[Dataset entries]
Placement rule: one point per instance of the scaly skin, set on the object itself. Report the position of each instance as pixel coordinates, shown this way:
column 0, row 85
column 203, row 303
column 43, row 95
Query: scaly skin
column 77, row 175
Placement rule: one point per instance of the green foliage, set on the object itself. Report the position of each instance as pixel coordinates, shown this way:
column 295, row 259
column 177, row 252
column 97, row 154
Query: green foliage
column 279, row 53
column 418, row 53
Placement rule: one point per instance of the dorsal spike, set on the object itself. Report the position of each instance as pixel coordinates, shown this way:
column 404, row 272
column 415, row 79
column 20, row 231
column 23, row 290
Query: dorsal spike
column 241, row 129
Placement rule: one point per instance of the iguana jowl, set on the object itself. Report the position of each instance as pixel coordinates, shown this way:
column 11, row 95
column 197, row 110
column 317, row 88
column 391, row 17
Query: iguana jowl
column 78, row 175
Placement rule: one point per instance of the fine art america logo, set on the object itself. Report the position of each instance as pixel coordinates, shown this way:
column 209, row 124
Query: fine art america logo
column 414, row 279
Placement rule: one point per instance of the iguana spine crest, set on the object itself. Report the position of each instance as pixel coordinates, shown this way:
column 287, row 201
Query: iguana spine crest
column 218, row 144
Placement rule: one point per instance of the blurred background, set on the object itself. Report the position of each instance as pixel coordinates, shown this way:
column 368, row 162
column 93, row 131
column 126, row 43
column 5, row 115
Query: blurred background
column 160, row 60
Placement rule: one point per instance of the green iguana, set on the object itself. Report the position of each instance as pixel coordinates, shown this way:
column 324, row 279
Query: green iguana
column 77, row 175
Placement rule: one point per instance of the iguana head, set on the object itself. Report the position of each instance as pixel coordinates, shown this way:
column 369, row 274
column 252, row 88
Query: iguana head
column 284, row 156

> **EXERCISE BRIEF**:
Copy every entry exactly.

> **YOUR RESPONSE**:
Placement rule: one point per instance of the scaly skin, set on the object itself. Report the position of each instance as pixel coordinates, shown this way:
column 0, row 85
column 203, row 303
column 43, row 95
Query: scaly skin
column 77, row 175
Placement rule: one point per instance of the green foliage, set on the object itself. Report the position of each instance as pixel coordinates, shown this way:
column 295, row 259
column 177, row 252
column 97, row 154
Query: green foliage
column 279, row 53
column 418, row 53
Placement rule: one point per instance of the dorsal spike, set on the object itself. Report the position of each instance as pixel coordinates, shown this way:
column 404, row 272
column 415, row 79
column 20, row 231
column 23, row 290
Query: dorsal spike
column 241, row 129
Placement rule: one point per instance of the iguana jowl, set on the object itself. Report the position of each instance as pixel coordinates, shown this way:
column 11, row 95
column 197, row 110
column 317, row 88
column 391, row 17
Query: iguana jowl
column 78, row 175
Placement rule: one point per instance of the fine art america logo, set on the object itself. Report the position of each instance as pixel coordinates, shown this way:
column 209, row 124
Query: fine art america logo
column 414, row 279
Placement rule: one point per instance of the iguana spine crest, set on the object itself. Report the position of each instance as pixel coordinates, shown this way:
column 287, row 201
Query: iguana spine crest
column 218, row 144
Placement rule: one point per instance of the blurred background, set on the object itself. Report the position of each instance as pixel coordinates, shown this way:
column 368, row 162
column 93, row 131
column 126, row 43
column 5, row 115
Query: blurred background
column 160, row 60
Placement rule: one point per instance of the green iguana, set on the object itself. Report the position of each instance as pixel coordinates, shown this way:
column 324, row 279
Query: green iguana
column 77, row 175
Placement rule: one point per instance of the iguana head, set on the object itself. Report the position of each instance as pixel coordinates, shown this way:
column 369, row 274
column 252, row 88
Query: iguana head
column 284, row 156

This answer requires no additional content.